■ WORK TO BE COMPLETED: Write out, word for word, the stretch of the listing below from its first line through the line containing "point(78, 123)". Leave the pictures out of your answer.

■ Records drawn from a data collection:
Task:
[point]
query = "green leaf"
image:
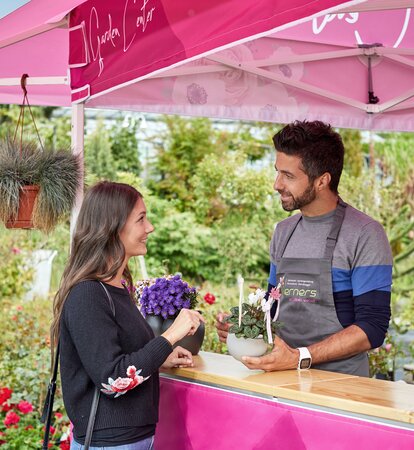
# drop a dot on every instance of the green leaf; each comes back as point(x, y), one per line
point(246, 319)
point(235, 329)
point(248, 332)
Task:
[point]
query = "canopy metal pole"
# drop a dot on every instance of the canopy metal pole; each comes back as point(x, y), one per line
point(78, 123)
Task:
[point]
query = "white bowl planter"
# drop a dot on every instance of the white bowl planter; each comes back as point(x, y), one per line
point(239, 347)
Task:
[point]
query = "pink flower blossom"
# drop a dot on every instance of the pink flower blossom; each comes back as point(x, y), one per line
point(122, 385)
point(388, 347)
point(11, 419)
point(5, 394)
point(275, 294)
point(25, 407)
point(210, 298)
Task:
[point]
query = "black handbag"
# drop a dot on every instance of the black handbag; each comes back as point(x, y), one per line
point(50, 396)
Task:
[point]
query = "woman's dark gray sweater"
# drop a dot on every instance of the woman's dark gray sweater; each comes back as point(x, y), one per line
point(96, 345)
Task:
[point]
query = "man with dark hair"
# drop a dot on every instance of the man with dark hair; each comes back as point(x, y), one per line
point(334, 262)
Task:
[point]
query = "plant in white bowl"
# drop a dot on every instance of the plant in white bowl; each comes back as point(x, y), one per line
point(252, 327)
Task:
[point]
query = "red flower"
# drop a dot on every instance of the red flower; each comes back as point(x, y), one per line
point(11, 419)
point(51, 429)
point(6, 407)
point(65, 445)
point(5, 394)
point(25, 407)
point(209, 298)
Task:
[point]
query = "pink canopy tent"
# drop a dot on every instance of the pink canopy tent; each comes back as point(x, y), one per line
point(253, 60)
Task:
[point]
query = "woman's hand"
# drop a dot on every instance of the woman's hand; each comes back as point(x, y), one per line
point(185, 324)
point(180, 357)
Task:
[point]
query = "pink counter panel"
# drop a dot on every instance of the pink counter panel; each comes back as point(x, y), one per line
point(197, 417)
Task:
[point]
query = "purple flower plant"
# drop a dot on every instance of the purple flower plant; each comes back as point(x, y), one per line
point(166, 296)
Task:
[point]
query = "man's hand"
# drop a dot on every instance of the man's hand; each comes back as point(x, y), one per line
point(180, 357)
point(222, 327)
point(282, 357)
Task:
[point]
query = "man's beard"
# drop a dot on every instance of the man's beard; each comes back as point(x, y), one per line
point(293, 203)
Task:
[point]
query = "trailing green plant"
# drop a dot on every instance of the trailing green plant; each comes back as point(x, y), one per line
point(56, 172)
point(251, 323)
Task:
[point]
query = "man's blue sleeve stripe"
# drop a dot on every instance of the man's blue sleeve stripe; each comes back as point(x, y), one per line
point(272, 275)
point(363, 279)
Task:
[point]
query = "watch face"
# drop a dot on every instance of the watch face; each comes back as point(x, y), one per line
point(305, 363)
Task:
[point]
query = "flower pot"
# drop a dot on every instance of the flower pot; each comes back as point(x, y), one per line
point(191, 343)
point(27, 198)
point(239, 347)
point(155, 322)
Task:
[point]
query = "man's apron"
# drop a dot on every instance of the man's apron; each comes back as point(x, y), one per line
point(307, 309)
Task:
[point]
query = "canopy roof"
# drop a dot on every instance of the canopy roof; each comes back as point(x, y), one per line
point(254, 60)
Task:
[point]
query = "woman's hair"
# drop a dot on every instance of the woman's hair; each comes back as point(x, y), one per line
point(97, 252)
point(317, 144)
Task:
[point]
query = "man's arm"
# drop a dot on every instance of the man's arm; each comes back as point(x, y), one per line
point(348, 342)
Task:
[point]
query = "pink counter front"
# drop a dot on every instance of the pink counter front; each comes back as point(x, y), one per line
point(219, 404)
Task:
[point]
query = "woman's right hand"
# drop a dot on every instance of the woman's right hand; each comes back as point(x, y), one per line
point(185, 324)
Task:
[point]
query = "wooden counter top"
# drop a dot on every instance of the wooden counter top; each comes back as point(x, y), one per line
point(382, 399)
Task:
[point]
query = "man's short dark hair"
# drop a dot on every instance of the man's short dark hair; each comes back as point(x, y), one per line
point(317, 144)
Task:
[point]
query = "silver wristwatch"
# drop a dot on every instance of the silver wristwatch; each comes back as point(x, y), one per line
point(305, 358)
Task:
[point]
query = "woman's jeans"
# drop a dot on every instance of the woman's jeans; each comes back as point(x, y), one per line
point(145, 444)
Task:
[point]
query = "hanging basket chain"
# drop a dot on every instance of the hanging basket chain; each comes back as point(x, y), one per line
point(20, 120)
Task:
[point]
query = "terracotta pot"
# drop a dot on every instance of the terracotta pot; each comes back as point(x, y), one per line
point(239, 347)
point(27, 198)
point(191, 343)
point(155, 322)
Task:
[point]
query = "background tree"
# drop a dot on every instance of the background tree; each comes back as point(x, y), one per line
point(99, 162)
point(354, 154)
point(124, 146)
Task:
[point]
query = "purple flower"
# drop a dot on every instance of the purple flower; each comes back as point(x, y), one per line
point(165, 296)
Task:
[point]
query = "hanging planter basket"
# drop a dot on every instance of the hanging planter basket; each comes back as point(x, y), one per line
point(38, 186)
point(27, 199)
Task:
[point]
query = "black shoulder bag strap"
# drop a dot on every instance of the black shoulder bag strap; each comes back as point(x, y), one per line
point(50, 396)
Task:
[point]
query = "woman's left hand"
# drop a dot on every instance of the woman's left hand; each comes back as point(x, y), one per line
point(180, 357)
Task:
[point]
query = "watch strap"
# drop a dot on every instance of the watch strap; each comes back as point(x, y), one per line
point(304, 354)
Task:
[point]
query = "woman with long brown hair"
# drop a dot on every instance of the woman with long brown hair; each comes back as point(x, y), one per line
point(104, 340)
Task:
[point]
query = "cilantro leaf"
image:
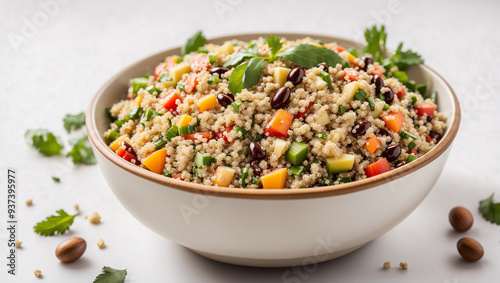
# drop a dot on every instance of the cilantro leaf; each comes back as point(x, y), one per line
point(44, 141)
point(193, 43)
point(308, 56)
point(236, 78)
point(253, 71)
point(74, 122)
point(81, 153)
point(55, 224)
point(490, 210)
point(275, 46)
point(111, 275)
point(375, 40)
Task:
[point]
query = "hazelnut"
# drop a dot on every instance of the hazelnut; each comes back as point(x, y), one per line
point(460, 219)
point(470, 249)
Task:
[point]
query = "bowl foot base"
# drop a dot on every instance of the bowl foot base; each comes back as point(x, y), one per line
point(282, 262)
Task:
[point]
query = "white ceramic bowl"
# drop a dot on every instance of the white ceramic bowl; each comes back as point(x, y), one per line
point(269, 227)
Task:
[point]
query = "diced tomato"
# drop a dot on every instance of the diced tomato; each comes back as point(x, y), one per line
point(222, 134)
point(378, 167)
point(191, 83)
point(200, 62)
point(163, 67)
point(279, 125)
point(351, 74)
point(170, 100)
point(195, 136)
point(377, 71)
point(427, 108)
point(338, 49)
point(303, 114)
point(178, 176)
point(401, 92)
point(394, 121)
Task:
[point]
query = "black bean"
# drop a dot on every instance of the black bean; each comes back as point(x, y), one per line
point(225, 99)
point(325, 66)
point(218, 70)
point(435, 136)
point(256, 151)
point(281, 98)
point(389, 96)
point(295, 76)
point(360, 128)
point(392, 152)
point(379, 83)
point(399, 164)
point(256, 168)
point(367, 61)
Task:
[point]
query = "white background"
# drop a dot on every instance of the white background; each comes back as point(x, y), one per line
point(58, 66)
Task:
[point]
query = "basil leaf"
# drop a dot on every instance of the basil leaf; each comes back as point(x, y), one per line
point(308, 56)
point(237, 58)
point(193, 43)
point(253, 71)
point(236, 78)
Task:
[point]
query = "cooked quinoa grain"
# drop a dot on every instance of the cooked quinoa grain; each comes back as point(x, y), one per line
point(332, 125)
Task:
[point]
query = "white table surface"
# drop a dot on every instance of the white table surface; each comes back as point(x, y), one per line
point(60, 65)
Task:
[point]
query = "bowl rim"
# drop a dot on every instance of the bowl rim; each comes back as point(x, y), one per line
point(314, 192)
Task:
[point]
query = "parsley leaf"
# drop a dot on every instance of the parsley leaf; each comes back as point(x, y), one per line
point(253, 71)
point(490, 210)
point(236, 78)
point(47, 143)
point(308, 56)
point(82, 154)
point(74, 122)
point(193, 43)
point(55, 224)
point(111, 275)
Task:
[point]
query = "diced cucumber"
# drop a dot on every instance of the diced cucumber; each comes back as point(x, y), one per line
point(139, 83)
point(336, 165)
point(297, 153)
point(202, 159)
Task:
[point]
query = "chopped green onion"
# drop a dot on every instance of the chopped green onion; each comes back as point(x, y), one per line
point(172, 132)
point(297, 170)
point(360, 94)
point(297, 153)
point(321, 135)
point(258, 137)
point(160, 143)
point(147, 115)
point(212, 59)
point(152, 89)
point(412, 145)
point(139, 83)
point(213, 80)
point(134, 113)
point(326, 77)
point(112, 136)
point(244, 175)
point(186, 130)
point(412, 102)
point(344, 180)
point(410, 158)
point(166, 173)
point(341, 109)
point(165, 78)
point(202, 159)
point(406, 135)
point(202, 49)
point(371, 103)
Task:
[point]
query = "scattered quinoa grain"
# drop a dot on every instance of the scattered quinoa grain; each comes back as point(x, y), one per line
point(95, 218)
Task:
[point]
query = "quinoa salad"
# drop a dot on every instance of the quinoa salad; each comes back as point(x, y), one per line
point(275, 113)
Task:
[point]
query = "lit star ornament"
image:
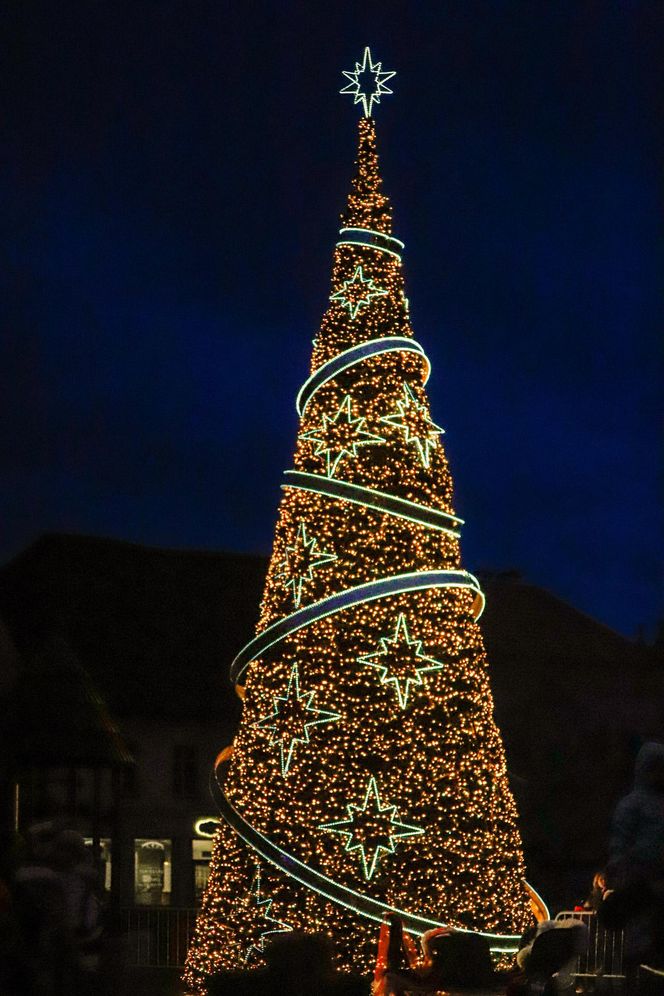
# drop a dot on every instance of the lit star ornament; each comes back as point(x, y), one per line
point(372, 829)
point(258, 911)
point(367, 82)
point(301, 561)
point(340, 435)
point(291, 718)
point(401, 661)
point(415, 422)
point(357, 292)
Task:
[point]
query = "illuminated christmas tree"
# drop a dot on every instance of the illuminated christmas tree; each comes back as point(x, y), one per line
point(367, 773)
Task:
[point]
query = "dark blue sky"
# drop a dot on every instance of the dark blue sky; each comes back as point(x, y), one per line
point(171, 175)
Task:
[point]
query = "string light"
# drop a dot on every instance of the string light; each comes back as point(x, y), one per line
point(417, 749)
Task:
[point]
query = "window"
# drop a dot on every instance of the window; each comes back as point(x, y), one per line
point(185, 771)
point(105, 854)
point(152, 872)
point(201, 852)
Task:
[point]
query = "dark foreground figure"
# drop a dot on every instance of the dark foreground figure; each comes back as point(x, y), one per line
point(462, 962)
point(635, 874)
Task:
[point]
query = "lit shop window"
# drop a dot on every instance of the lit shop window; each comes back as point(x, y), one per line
point(105, 854)
point(152, 872)
point(201, 852)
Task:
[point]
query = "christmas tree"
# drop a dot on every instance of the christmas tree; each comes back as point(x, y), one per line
point(367, 773)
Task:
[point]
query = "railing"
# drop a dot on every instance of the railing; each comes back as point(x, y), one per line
point(603, 957)
point(158, 937)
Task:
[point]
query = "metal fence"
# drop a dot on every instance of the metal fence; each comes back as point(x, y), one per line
point(158, 937)
point(603, 957)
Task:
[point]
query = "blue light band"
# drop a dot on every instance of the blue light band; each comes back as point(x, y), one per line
point(380, 500)
point(372, 239)
point(368, 592)
point(363, 905)
point(343, 361)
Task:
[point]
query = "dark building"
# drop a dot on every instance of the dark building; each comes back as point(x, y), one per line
point(155, 631)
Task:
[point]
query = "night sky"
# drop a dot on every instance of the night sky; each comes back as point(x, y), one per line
point(171, 179)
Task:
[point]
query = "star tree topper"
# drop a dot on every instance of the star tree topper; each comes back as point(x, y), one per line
point(301, 561)
point(401, 661)
point(291, 718)
point(367, 82)
point(357, 292)
point(372, 829)
point(416, 424)
point(340, 435)
point(258, 913)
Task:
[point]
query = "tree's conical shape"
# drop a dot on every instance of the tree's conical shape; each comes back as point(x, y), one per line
point(367, 772)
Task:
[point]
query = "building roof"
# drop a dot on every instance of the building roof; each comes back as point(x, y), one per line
point(157, 631)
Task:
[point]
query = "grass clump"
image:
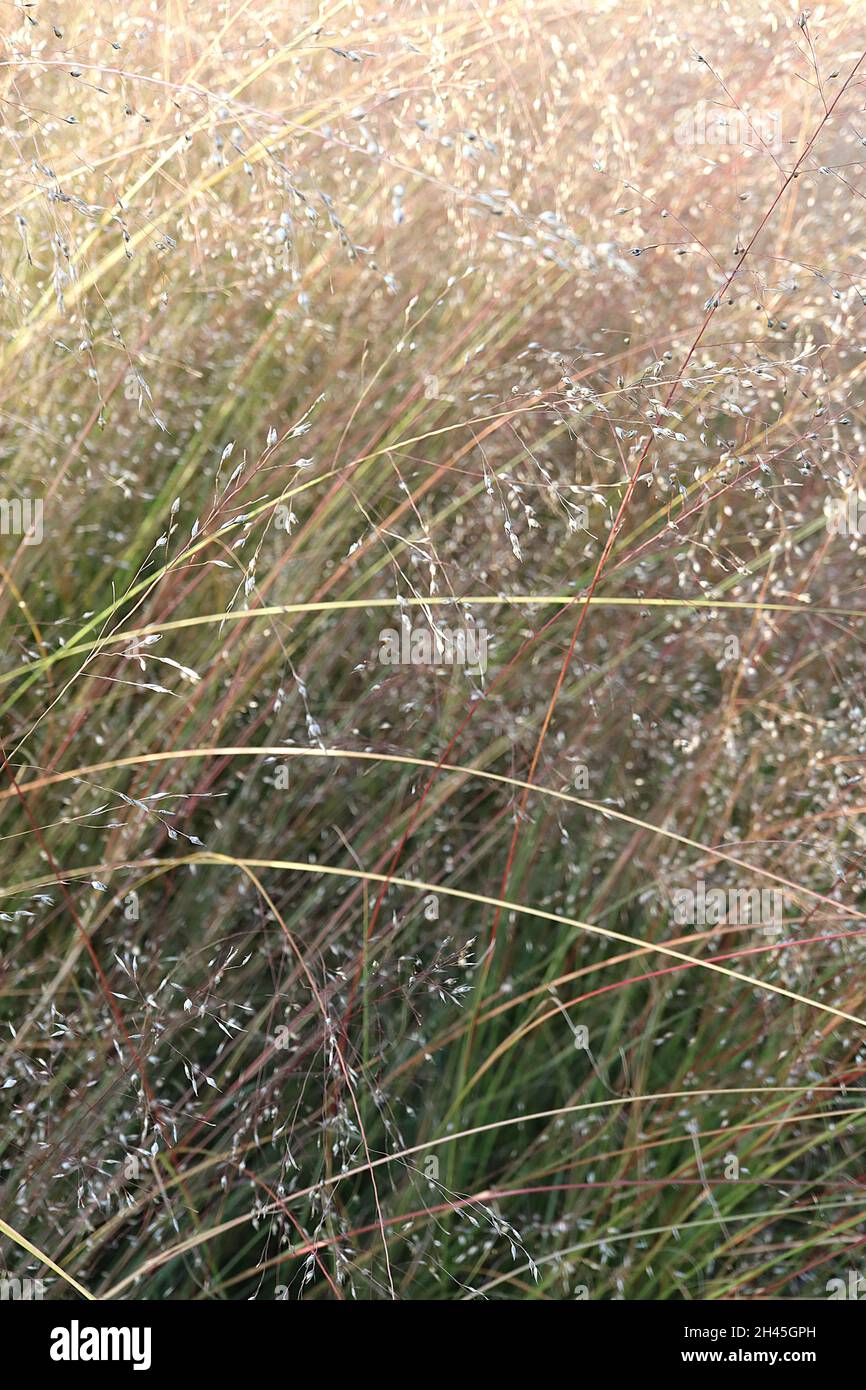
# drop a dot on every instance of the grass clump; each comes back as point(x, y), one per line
point(534, 339)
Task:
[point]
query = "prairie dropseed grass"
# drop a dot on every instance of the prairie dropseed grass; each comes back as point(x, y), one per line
point(430, 542)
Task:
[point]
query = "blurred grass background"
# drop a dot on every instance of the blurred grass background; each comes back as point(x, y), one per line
point(323, 319)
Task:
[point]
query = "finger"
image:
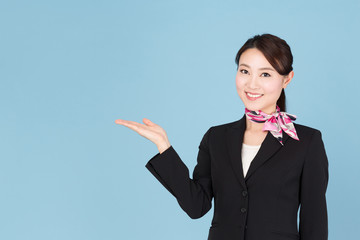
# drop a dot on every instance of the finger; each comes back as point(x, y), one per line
point(130, 124)
point(148, 122)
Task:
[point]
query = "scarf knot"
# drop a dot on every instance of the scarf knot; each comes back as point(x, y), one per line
point(276, 122)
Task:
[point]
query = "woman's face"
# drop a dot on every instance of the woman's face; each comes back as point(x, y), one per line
point(256, 75)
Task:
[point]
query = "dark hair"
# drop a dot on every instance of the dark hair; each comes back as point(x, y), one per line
point(276, 51)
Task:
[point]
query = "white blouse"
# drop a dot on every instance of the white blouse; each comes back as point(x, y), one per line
point(248, 153)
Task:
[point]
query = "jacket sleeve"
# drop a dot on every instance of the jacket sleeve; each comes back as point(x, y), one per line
point(315, 176)
point(193, 195)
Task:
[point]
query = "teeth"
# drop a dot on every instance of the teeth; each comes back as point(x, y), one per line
point(253, 95)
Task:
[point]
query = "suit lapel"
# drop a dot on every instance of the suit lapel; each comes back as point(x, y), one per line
point(234, 137)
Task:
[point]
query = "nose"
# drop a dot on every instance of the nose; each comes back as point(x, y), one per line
point(253, 82)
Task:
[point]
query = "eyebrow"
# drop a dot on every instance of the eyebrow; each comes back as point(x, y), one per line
point(259, 68)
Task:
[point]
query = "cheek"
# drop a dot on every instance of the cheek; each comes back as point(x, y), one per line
point(240, 82)
point(272, 86)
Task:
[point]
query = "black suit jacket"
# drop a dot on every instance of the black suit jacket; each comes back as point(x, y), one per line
point(264, 204)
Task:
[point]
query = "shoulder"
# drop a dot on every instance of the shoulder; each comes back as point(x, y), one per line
point(307, 132)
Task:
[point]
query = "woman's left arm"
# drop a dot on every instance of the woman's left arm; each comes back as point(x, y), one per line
point(315, 176)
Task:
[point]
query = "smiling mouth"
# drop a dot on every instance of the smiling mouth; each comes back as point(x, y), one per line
point(253, 96)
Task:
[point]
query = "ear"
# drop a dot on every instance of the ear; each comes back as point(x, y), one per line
point(287, 79)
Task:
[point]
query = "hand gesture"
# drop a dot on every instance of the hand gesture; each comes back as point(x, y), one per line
point(150, 130)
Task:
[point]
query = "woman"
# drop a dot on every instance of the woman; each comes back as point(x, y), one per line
point(260, 169)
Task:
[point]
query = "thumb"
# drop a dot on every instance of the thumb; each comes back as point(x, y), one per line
point(148, 122)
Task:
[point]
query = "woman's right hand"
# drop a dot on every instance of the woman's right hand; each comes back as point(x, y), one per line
point(150, 130)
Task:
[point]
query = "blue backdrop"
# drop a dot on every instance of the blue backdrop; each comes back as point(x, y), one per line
point(68, 69)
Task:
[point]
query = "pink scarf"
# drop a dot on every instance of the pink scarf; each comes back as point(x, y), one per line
point(275, 122)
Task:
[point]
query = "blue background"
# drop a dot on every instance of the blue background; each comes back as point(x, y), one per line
point(68, 69)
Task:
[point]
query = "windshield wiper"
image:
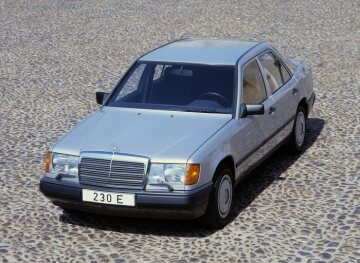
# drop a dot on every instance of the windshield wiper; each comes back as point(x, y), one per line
point(200, 110)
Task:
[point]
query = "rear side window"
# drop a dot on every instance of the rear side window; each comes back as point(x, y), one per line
point(275, 73)
point(253, 84)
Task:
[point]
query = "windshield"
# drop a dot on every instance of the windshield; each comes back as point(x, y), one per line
point(198, 88)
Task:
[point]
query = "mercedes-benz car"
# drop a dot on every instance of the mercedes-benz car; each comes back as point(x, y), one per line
point(180, 129)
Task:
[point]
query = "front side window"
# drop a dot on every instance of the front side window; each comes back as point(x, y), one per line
point(275, 73)
point(203, 88)
point(253, 85)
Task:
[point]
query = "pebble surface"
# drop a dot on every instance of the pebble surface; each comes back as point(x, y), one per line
point(54, 56)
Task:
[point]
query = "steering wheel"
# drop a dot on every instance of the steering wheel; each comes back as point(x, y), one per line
point(220, 98)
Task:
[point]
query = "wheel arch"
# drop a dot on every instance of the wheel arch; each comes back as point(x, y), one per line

■ FINISHED ANSWER:
Task:
[point]
query = "green leaf"
image:
# drop a dot on every instance of the green leaf; each comes back as point(x, y), one per line
point(246, 319)
point(235, 329)
point(248, 332)
Task:
[point]
query = "canopy metal pole"
# drop a dot on every instance of the canopy metal pole; each comes back as point(x, y), one per line
point(78, 123)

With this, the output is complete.